Changing the way Clang's driver computes the library search paths on Linux

Hello folks,

I’d like to change the way that Clang’s driver computes the library search paths on Linux. The current system is very ad-hoc, and does not match the reality of what GCC does. As Clang’s driver strives for GCC compatibility, I’d like to address this by modeling the GCC behavior is closely as possible. I have attached a patch which does exactly this. To the best of my ability to test a trunk-built GCC through manipulating a fake filesystem’s directory structure, this patch will make Clang search the same set of directories as GCC would. It also simplifies the logic significantly, and makes it less brittle in its assumptions about the underlying filesystem layout.

Unless I hear objections, I plan to commit this as it in every way I can test it makes Clang’s driver strictly more compatible with GCC, and makes it possible to fix several bugs when using Clang as part of a multilib cross-compiling toolchain. If there are specific distros which need special behavior, we should add that predicated on the distribution.

Rafael, I CC-ed you because I know you’ve worked hard on this before, and may have a large number of distributions installed on VMs. If you can test Clang with this patch (or after I commit it) and report places where the behavior doesn’t match GCC’s that would be very helpful.

fix-lib-paths.patch (5.22 KB)

I’ll be thrilled if this resolves issues on Debian.

  • Marc

Marc J. Driftmeyer wrote:

I'll be thrilled if this resolves issues on Debian.

For the time being tho, the clang trunk seems to work fine on debian
if you apply the debian clang patch "11-searchMultiArchLibDir.patch"
("apt-cache source clang" and look for it).

-miles

Can you post this patch here? It would save me some time as I’m not a debian user.

Anyways I’m planning to submit this after testing on a bunch of VMs, so I’ll make sure debian is in working order.

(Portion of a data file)
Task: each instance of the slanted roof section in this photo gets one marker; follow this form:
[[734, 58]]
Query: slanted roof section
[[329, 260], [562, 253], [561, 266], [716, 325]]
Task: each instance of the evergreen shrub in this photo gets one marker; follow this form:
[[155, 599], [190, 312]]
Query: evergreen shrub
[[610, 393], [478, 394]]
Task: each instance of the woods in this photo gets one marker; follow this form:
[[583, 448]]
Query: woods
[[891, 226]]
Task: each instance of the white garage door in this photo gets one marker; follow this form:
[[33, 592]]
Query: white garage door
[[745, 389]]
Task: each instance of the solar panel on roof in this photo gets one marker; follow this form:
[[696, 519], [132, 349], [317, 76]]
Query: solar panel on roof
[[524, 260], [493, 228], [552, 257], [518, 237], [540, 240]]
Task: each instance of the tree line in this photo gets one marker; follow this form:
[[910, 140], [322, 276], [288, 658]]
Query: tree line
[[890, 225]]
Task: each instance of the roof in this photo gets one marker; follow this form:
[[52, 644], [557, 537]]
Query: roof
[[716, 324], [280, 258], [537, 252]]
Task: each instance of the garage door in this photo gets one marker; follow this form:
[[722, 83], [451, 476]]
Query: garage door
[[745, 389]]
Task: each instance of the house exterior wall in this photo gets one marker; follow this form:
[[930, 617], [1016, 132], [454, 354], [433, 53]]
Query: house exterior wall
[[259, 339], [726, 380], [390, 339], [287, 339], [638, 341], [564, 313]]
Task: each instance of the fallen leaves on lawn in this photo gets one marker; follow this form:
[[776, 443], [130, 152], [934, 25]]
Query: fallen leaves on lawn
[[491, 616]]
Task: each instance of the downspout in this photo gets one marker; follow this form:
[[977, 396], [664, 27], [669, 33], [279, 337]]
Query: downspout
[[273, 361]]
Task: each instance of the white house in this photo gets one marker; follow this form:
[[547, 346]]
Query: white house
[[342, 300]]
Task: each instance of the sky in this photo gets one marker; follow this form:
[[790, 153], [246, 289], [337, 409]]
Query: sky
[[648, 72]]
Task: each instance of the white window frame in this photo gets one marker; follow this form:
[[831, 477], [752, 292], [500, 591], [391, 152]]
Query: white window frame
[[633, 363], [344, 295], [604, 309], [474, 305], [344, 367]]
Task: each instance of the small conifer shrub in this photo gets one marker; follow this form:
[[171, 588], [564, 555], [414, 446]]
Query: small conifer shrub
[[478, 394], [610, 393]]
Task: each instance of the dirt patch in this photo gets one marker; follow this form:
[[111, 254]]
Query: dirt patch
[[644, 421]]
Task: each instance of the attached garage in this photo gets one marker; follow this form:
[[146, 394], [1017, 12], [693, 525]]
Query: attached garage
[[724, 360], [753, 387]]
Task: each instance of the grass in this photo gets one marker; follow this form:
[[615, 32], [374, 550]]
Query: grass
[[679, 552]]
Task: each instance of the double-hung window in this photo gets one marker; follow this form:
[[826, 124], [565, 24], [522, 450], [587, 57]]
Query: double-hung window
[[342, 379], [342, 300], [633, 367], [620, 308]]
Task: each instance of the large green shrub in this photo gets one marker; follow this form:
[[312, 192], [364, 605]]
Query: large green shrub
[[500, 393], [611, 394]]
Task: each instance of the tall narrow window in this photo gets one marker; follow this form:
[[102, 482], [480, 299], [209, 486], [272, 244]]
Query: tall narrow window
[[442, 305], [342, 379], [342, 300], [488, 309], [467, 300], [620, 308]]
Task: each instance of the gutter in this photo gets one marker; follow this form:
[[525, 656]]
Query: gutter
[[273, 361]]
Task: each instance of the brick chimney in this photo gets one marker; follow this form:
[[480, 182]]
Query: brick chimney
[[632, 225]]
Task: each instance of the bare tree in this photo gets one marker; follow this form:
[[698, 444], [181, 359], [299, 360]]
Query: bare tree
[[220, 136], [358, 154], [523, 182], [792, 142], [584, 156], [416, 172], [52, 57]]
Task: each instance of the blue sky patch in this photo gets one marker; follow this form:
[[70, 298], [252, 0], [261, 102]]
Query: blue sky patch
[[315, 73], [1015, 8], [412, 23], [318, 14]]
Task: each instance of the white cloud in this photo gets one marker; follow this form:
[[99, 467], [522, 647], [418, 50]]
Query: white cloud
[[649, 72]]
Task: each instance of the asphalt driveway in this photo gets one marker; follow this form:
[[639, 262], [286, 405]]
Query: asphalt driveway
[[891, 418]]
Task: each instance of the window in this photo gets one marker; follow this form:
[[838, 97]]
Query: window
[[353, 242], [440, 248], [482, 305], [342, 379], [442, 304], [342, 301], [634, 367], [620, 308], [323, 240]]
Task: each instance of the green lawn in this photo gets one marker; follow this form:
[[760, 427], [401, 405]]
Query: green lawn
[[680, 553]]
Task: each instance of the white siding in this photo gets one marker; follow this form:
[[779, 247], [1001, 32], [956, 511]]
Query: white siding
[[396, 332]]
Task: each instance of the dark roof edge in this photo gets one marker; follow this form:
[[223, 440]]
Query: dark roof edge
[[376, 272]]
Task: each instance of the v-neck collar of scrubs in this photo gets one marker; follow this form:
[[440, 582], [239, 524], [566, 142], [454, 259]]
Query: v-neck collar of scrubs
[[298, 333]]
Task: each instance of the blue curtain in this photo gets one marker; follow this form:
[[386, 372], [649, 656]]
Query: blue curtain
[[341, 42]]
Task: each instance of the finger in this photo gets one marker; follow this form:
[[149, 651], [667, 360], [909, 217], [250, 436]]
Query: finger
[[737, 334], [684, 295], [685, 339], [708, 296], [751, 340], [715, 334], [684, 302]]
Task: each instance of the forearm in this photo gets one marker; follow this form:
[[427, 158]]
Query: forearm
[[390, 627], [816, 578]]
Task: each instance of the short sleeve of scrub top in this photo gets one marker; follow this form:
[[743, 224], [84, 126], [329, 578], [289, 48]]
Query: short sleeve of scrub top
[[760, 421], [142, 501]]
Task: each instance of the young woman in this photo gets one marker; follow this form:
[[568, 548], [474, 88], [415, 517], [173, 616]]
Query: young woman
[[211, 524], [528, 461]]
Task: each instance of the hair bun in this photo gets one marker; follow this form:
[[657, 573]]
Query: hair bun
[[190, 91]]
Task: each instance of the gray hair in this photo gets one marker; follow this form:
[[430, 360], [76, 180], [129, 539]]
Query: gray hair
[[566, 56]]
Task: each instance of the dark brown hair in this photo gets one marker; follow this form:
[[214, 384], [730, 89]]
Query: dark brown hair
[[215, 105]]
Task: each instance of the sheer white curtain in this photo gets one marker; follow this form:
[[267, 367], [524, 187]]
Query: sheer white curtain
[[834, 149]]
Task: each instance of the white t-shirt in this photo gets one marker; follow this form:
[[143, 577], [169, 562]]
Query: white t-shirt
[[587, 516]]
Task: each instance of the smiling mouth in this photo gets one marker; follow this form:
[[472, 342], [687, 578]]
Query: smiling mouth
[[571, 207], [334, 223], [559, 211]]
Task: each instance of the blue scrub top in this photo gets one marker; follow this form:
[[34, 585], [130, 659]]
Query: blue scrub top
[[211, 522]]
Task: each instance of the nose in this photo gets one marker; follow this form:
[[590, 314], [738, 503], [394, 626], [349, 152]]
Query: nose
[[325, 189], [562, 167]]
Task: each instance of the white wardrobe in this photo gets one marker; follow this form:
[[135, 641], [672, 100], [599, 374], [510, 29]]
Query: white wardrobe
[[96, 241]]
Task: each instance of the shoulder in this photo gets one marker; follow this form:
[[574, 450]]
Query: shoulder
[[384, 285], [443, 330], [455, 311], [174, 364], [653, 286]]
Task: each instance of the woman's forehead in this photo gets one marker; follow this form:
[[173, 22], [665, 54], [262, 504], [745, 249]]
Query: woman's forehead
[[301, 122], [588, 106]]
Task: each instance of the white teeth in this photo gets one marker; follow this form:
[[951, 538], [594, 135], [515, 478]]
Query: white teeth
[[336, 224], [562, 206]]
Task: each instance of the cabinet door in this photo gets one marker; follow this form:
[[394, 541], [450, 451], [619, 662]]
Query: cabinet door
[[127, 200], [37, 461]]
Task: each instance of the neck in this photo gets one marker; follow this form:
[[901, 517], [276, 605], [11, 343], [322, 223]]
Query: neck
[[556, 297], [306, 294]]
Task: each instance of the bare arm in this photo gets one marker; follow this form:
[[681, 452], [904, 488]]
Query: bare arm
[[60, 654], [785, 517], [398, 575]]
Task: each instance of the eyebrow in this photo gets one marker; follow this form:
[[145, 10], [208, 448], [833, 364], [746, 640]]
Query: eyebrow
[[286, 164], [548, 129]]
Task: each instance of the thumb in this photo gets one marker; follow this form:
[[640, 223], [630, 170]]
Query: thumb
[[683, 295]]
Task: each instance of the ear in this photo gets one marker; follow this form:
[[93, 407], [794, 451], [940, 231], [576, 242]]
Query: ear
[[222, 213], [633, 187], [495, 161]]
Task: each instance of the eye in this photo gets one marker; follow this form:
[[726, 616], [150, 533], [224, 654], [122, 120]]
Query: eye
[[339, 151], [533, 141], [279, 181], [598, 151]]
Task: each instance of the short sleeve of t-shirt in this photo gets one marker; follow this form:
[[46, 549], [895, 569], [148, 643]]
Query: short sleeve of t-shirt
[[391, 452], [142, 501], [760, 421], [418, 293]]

**Set of tasks:**
**a.** In the thread on Clang's library search paths, why does the author want to change how Clang's driver computes those paths on Linux?
**b.** Rename "slanted roof section" to "sloped roof section" in the entries from their first line through the line containing "[[329, 260], [562, 253], [561, 266], [716, 325]]", inclusive, and give those lines again with nothing else altered.

**Full answers:**
**a.** The current system is very ad-hoc and does not match what GCC actually does. Because Clang's driver strives for GCC compatibility, the author wants to model GCC's behavior as closely as possible.

**b.**
Task: each instance of the sloped roof section in this photo gets one marker; follow this form:
[[734, 58]]
Query: sloped roof section
[[329, 260], [562, 253], [561, 266], [716, 325]]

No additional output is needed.